### Listed entries
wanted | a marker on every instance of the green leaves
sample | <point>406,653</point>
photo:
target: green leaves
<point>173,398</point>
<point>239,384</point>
######
_Work to do_
Edit the material above so that every occurrence of "green leaves" reads "green foliage", with everything else left the same.

_Exercise result_
wanted | a marker on every instance of the green foliage
sample | <point>406,653</point>
photo:
target: green foliage
<point>173,398</point>
<point>239,384</point>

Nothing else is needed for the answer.